## DOCUMENT SECTION
Irena Elsner – a recollection

“The veterinarian, William Koops from Lębork, bought the estate in 1934 for the sum of RM 400 000. He was almost in retirement age and only from time to time practiced his profession somewhere around. The Ciekocin estate, together with the forest, had an area of over 800 ha: 381 ha of farmland, 39 ha of meadows, 57 ha of pastures, 315 ha of forest. Animal stock: 43 horses, 155 heads of cattle, 350 pigs. Of course it was managed by experienced administrators, Koops was merely the owner.

Koops’s wife, Lore, inherited a big capital in gold, which Dr. Koops reasonably managed and deposited at the right time in the right bank. In short, it was a rich family. The Koops had their apartments in Lębork until the end of the war. The family didn’t always live in a the palace in Ciekocinko. The  Koops probably did not lead a harmonious life. Lore Koops suffered from severe depression, which caused her to commit suicide in 1938: she drowned in Lębork in the Łeba river. She was buried in the cemetery in Ciekocin. Because in those days suicides were buried in separate graves, Lore’s tomb was located at the very back of the cemetery  and probably because of that her grave has survived until today. If I’m not mistaken, this is the only German grave at the cemetery. In recent years, Poles have been buried in this place, but I don’t suspect it will be eliminated just like that, as was the case with other German graves in this cemetery.

The Koops had four sons. The oldest, Klaus, died at the age of 21 on the first day of war. Heinrich, born in 1920, fell ill with infantile paralysis when he was 12 years old and for the rest of his life had been disabled. Heinrich became a teacher after the war, received a PhD –he dedicated his time with great passion to historical work about the Lębork County.  His two years younger brother, Wilhelm, received agricultural education and intended to take over the estate in Ciekocinko. He gained professional experience with Mr. Ulrichs in Lubiatow. Both families were very friendly with each other. Ulrichs’s son, Hermann (last month he became 93 years old!) is “my man”: he remembers everything and everyone, really. Koops’s youngest son was called Peter (b. 1924). When he was 16, he wounded his knee during hunting.  Since that time, he had a rigid leg. For this reason he was not drafted for the war. When in 1945 the Russians came to the region, Peter organized guerrilla activities. He did not want to flee together with his father. The Russians knew about him and his actions, but couldn’t find his hideout. Peter was hiding in a shack in the forest in the direction of the Bischof farm together with his 16-year-old friend from Ciekocin, Hans-Joachim Gemkow. Sometimes we hear that young people while camping arrange a mosaic of bottle caps from the beer they drank in front of their tents… Peter Koops arranged the caps of Russian soldiers, whom he managed to shoot in front of his shack.  ”My man” said that when they discovered Peter’s hideout, there were 36 caps in front of his shack! Hans-Joachim and his father, and many other men from the area were sent by the Russians to the Soviet Union. The father did not survive, while the son returned from POW camp as late as 1955. One day, the Russians managed to reach Peter’s hideout and shot him terribly. His corpse lay for many days, they didn’t allow him to be buried. Only after almost two weeks pastor Benckendorff’s wife from  Ciekocin dug a grave with her own hands and buried Peter.

## DATA EXCERPT
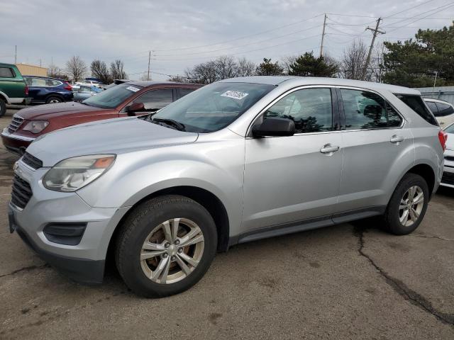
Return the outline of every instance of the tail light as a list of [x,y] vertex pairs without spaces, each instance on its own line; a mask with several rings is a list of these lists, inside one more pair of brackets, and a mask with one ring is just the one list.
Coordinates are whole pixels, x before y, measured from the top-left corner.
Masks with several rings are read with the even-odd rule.
[[438,131],[438,140],[443,148],[443,151],[446,149],[446,141],[448,140],[448,134],[443,130]]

## DIRECTIVES
a – Please write out the passage of the Koops family recollection starting with "Irena Elsner –" and going on through "merely the owner.".
b – Carry the recollection of the Koops family forward from its final sentence.

## THE RESPONSES
a –
Irena Elsner – a recollection

“The veterinarian, William Koops from Lębork, bought the estate in 1934 for the sum of RM 400 000. He was almost in retirement age and only from time to time practiced his profession somewhere around. The Ciekocin estate, together with the forest, had an area of over 800 ha: 381 ha of farmland, 39 ha of meadows, 57 ha of pastures, 315 ha of forest. Animal stock: 43 horses, 155 heads of cattle, 350 pigs. Of course it was managed by experienced administrators, Koops was merely the owner.

b –
Wilhelm Koops poured all the spirit from the distillery into the sewage system. The Russians were furious and when they found out, they wanted to take revenge on the  “capitalist”. At the last moment Koops managed to escape through the woods to Lubiatow to Ulrichs. I wrote about the details in my book. Koops managed to escape to the West. On 10 May 1964, he died in a car accident at the age of 83. After the death of Mrs. Koops in 1938, everyone knew that Dr. Koops had an affair with a 20 years younger housekeeper, Hedwig Reckow from Lubiatow. This went on until 1945. Together they managed to escape to the West. After the war, Koops married Hedwig

 

Belle Alliance once belonged to Sasino. This was where a certain Mr. Rants (an officer and engineer) built an inn and gave it the name of Belle Alliance. Rants was the owner of Sasino from 1823, he also built a palace in Sasino and moved his inn there, but until 1945 the previous place held the official name of Belle Alliance (also on the maps). For more than a hundred years there were a few farm buildings there, belonging to farmers who acquired their farms at the time when Sasino ceased to be an estate and was divided.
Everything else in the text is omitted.